start Extracted material
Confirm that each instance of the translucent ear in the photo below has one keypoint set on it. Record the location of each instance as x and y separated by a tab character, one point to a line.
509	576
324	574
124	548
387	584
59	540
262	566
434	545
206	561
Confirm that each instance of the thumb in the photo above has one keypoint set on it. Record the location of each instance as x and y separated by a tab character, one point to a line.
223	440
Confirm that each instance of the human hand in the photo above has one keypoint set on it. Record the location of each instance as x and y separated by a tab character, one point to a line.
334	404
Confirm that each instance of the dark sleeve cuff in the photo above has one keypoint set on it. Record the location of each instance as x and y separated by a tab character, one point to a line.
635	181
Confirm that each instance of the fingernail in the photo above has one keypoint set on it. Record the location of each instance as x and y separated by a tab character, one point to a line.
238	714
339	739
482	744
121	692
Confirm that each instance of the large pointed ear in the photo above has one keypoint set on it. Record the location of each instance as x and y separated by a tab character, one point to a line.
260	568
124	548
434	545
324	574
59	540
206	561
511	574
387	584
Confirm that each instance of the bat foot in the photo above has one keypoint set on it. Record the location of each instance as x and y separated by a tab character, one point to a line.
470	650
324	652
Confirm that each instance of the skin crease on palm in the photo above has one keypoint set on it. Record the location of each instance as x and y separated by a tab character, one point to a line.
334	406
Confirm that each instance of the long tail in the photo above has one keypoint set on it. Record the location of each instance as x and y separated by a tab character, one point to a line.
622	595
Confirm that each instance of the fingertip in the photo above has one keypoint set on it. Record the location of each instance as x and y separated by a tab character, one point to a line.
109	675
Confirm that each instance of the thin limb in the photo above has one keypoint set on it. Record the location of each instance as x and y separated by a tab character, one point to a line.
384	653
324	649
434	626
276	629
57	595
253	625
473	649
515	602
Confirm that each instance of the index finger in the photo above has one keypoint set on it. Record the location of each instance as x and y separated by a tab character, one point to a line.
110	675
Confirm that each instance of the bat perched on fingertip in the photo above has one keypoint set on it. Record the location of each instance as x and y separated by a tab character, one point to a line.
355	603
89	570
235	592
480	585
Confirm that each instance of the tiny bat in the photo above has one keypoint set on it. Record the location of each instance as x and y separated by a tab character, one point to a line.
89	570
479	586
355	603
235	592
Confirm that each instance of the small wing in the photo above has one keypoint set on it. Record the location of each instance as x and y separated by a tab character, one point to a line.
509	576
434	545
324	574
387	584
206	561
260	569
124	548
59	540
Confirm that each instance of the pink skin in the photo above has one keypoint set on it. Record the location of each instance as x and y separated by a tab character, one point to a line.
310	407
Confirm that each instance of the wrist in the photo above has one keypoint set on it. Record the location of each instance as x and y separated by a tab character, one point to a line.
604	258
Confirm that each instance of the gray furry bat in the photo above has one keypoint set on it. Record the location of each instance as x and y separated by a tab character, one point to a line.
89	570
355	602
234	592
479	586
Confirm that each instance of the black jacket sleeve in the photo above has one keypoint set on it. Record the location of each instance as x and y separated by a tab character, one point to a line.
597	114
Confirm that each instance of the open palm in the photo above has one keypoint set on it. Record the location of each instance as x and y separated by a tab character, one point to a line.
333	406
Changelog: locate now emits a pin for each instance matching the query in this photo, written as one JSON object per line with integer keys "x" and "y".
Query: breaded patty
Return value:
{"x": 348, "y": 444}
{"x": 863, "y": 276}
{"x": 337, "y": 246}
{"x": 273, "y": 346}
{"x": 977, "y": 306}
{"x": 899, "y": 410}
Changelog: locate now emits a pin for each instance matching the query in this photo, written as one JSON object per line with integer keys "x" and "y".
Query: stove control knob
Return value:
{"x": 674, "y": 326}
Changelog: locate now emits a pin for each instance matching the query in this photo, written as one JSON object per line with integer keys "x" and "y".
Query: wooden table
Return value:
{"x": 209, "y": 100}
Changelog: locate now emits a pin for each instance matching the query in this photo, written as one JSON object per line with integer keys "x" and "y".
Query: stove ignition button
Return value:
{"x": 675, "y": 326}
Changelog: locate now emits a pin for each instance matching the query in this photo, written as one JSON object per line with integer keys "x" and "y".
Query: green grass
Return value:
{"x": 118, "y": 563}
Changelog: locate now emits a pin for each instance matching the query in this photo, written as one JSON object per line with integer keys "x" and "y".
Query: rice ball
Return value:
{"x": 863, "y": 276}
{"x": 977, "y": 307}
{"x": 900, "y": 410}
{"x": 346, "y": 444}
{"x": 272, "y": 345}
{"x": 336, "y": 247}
end Extracted material
The entries above must be returned exactly.

■ Solved problem:
Confirm that each instance of the translucent ear in the photo below has one keypoint set on it. Record the location of each instance as x and y separated by a tab character, one point to a line.
509	576
324	574
124	548
387	584
59	540
262	566
434	545
206	561
Confirm that each instance of the thumb in the photo above has one keypoint set on it. Record the location of each instance as x and y separated by a tab character, one point to a line.
223	440
Confirm that each instance of the human hand in the photo above has one keypoint set on it. Record the location of each instance as x and y separated by a tab character, one point to a line.
334	404
Confirm that each instance of the dark sleeve cuff in the photo above has one keypoint set on it. Record the location of each instance as x and y separated by a tab character, one point to a line.
635	181
Confirm that each instance of the fingernail in the photo above has one keypoint set on it. Record the location of each instance as x and y separated by a tab character, one point to a line.
238	714
339	739
482	744
121	692
Confirm that each instance of the large pointed ear in the photo above has one keypoint set on it. Record the location of each instance as x and y separated by a tab character, one point to a line.
260	568
124	548
434	545
324	574
59	540
206	561
511	574
387	584
Confirm that each instance of the bat foot in the photo above has one keypoint set on it. Record the location of each instance as x and y separated by a tab character, one point to a line.
470	650
324	652
Confirm that each instance of the skin crease on palm in the photo above has one keypoint set on it. Record the location of each instance as x and y separated by a tab character, one point to a line.
334	406
Confirm that each instance of the long tail in the photo above has one keypoint set on it. Record the location of each instance as x and y separated by a tab character, one point to a line.
622	595
Confirm that each instance of the fingertip in the photo above has one keypoint set on it. Record the location of each instance as x and y separated by a tab character, one point to a line.
109	675
Confirm that each instance of the thin limb in the photo above has one keypoint set on it. Record the location of each instance as x and y separated by a tab character, one point to a line.
384	653
324	649
434	626
276	629
57	595
253	625
473	649
515	602
Confirm that each instance of the index finger in the photo above has one keypoint set on it. Record the location of each instance as x and y separated by a tab character, one point to a line.
110	675
Confirm that each instance of the bat perched on fingertip in the photo above has one keypoint set on it. Record the location of each instance as x and y separated by a tab character, one point to a line.
355	603
89	570
235	592
480	585
Confirm that each instance of the tiny bat in the photo above has one keypoint set on it. Record the location of each instance as x and y separated by a tab character, one point to a line.
89	570
479	586
355	603
235	592
Confirm that each instance of the small wing in the photo above has one keypoint set on it. Record the location of each instance as x and y separated by a tab character, one point to a line.
509	576
434	545
324	574
387	584
206	561
260	569
124	548
59	540
Confirm that each instance of the pink skin in the photo above has one keypoint set on it. Record the location of each instance as x and y separated by a tab character, one point to a line.
310	407
Confirm that each instance of the wrist in the photo above has one keypoint set on it. Record the location of each instance as x and y separated by a tab character, one point to a line.
604	258
Confirm that each instance of the gray furry bat in the photo above has one keypoint set on it. Record the location of each instance as x and y separated by a tab character, one point to a line.
89	570
355	602
234	592
479	586
Confirm that each instance of the black jacket sleeve in the photo above has one keypoint set on it. Record the location of each instance as x and y separated by a tab character, one point to a line.
597	114
Confirm that each instance of the open palm in the photo above has one keypoint set on it. Record the location of each instance as x and y separated by a tab character, one point to a line.
333	406
Changelog: locate now emits a pin for each instance matching the query in this photo, written as one JSON object per line with integer keys "x" and "y".
Query: breaded patty
Return value:
{"x": 348, "y": 444}
{"x": 863, "y": 276}
{"x": 337, "y": 246}
{"x": 273, "y": 346}
{"x": 977, "y": 306}
{"x": 899, "y": 410}
Changelog: locate now emits a pin for each instance matching the query in this photo, written as one JSON object per line with integer keys "x" and "y".
Query: stove control knob
Return value:
{"x": 674, "y": 326}
Changelog: locate now emits a pin for each instance matching the query in this photo, written as one JSON object per line with integer keys "x" and "y".
Query: wooden table
Return value:
{"x": 209, "y": 100}
Changelog: locate now emits a pin for each instance matching the query in this photo, written as one JSON object per line with integer keys "x" and "y".
Query: stove ignition button
Return value:
{"x": 675, "y": 326}
Changelog: locate now emits a pin for each instance matching the query in this photo, written as one JSON object per line with integer keys "x" and "y".
Query: green grass
Return value:
{"x": 118, "y": 563}
Changelog: locate now emits a pin for each instance matching the query in this photo, written as one JSON object per line with integer keys "x" and "y".
Query: rice ball
Return value:
{"x": 863, "y": 276}
{"x": 977, "y": 307}
{"x": 900, "y": 410}
{"x": 346, "y": 444}
{"x": 272, "y": 345}
{"x": 336, "y": 247}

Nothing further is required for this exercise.